## WHAT THE TASK REQUIRES
From the origami robots article below, extract the passage between "Rus is joined" and "and Rob Wood.", inclusive.

Cambridge, Massachusetts - For years, a team of researchers at MIT and Harvard University has been working on origami robots - reconfigurable robots that would be able to fold themselves into arbitrary shapes.
In today’s issue of Science, they report their latest milestone: a robot, made almost entirely from parts produced by a laser cutter, that folds itself up and crawls away as soon as batteries are attached to it.
“The exciting thing here is that you create this device that has computation embedded in the flat, printed version,” says Daniela Rus, the Andrew and Erna Viterbi Professor of Electrical Engineering and Computer Science at MIT and one of the Science paper’s co-authors. “And when these devices lift up from the ground into the third dimension, they do it in a thoughtful way.”
Rus is joined on the paper by Erik Demaine, an MIT professor of computer science and engineering, and by three researchers at Harvard’s Wyss Institute for Biologically Inspired Engineering and School of Engineering and Applied Sciences: Sam Felton, Michael Tolley, and Rob Wood.

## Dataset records
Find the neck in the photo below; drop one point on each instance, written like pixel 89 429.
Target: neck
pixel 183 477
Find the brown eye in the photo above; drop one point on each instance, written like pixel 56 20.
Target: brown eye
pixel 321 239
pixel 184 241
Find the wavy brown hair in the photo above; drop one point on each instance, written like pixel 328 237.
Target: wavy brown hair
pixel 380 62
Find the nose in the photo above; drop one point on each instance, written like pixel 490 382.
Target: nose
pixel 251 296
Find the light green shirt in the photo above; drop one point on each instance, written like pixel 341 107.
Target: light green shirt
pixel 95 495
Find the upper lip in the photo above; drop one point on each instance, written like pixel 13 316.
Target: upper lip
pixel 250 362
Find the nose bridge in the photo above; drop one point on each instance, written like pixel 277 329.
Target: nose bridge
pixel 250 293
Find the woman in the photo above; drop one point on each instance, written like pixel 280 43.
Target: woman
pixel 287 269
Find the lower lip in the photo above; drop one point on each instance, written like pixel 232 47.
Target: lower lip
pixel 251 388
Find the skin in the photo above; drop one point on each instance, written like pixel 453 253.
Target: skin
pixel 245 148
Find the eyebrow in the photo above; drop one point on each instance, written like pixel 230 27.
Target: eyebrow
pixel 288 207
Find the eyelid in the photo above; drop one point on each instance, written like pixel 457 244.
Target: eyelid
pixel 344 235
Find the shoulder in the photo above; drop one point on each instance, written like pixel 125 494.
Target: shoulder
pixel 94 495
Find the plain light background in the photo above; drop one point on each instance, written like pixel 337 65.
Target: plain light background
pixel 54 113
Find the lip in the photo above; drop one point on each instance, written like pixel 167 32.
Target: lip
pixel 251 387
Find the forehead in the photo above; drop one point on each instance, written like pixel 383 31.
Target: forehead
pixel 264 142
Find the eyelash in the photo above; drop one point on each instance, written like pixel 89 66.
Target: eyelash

## SOLVED PROBLEM
Rus is joined on the paper by Erik Demaine, an MIT professor of computer science and engineering, and by three researchers at Harvard’s Wyss Institute for Biologically Inspired Engineering and School of Engineering and Applied Sciences: Sam Felton, Michael Tolley, and Rob Wood.